=== COMPLETE THE FOLLOWING ===
• A. In the Pat Lewis biography, which single of hers was reviewed as Single of the Week in the British soul magazine Blues & Soul?
• B. Resume the Pat Lewis biography, picking up right after its final sentence.

=== READING TEXT ===
Pat Lewis is an American soul singer and backing vocalist since the 1960s.

Biography
Patsy Lewis was born October 23, 1947 in Johnstown, Pennsylvania, United States, and moved to Detroit, Michigan in 1951. In the early 1960s, Pat, her sister Dianne, and two friends (Betty and Jackie Winston) formed the group, The Adorables, who recorded a record and began singing backing vocals for Golden World Records. Lewis debuted as a solo artist in 1966 with Can't Shake It Loose while also beginning to do outside backing vocals sessions. She met Motown Records' in-house backing group The Andantes, and one day when one of the girls could not make the session for Stevie Wonder's "Up-Tight", Lewis stepped in and did it as well as several other Motown sessions. She signed to Solid Hit Bound Records and released a string of singles, including "Look At What I Almost Missed", "Warning", "No One to Love", "No Baby No", and "The Loser". From the late 1960s on, she became a permanent backing singer for Aretha Franklin, Isaac Hayes and later on George Clinton too. She wrote several songs for Isaac Hayes.

Later years
In 1989, Lewis as well as The Andantes were among the invited artists to join UK producer Ian Levine's mega-project Motorcity Records, a label formed to record new material on former Motown artists. She became the main backing vocals co-ordinator for the label and did several hundred arrangements while she recorded more than 50 tracks with herself and as a lead singer for the re-formed Andantes. Her single Separation (1991) (co-written by Levine and Billy Griffin) was Single of the Week when reviewed in British soul magazine Blues & Soul. After the label's demise in 1992, she continued to work with Levine on a regular basis. In 1997, she recorded 50 cover versions of selected Motown and Northern Soul classics, although only a handful of tracks have been released on various artists compilations. In 1999, she recorded 76 gospel tracks with Levine for K-Tel.

=== MATERIAL PROVIDED ===
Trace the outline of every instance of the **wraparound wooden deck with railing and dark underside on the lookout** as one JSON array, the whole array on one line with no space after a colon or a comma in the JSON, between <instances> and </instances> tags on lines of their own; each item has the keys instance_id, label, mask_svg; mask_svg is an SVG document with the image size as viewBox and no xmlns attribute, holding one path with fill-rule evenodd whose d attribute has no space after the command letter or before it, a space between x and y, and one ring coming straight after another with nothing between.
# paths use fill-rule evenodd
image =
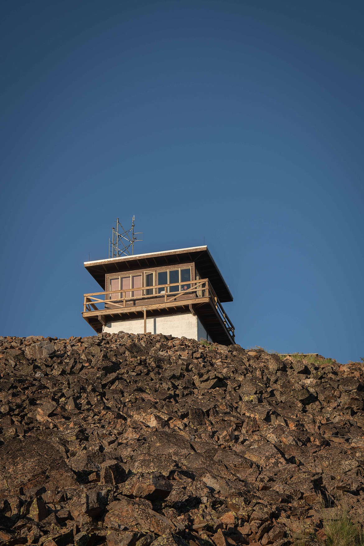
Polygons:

=== RESPONSES BY TASK ===
• A. "Separation" (1991)

• B.
As for the present, Lewis occasionally tours with Martha Reeves's original backing group The Vandellas and most recently performed in Manchester, England in October 2007; where she had also been scheduled to record a new track for Levine's album Disco 2008, an engagement she had to cancel due to health problems.

Albums
Separation (Motorcity, 1991)
The Best of Pat Lewis (Motorcity, 1996)
This Is Gospel (103rd Street Gospel Choir with Pat Lewis - 2CD - K-Tel, 2000)
A Gospel Christmas (K-Tel, 2000)

Singles
 "Can't Shake It Loose" (1966)
 "Look at What I Almost Missed" (1966)
 "Warning" (1967)
 "No One to Love" (1967)
 "No Baby No" (1967)
 "The Loser" (1967)
 "Separation" (1991)
 "No Right Turn" (1991)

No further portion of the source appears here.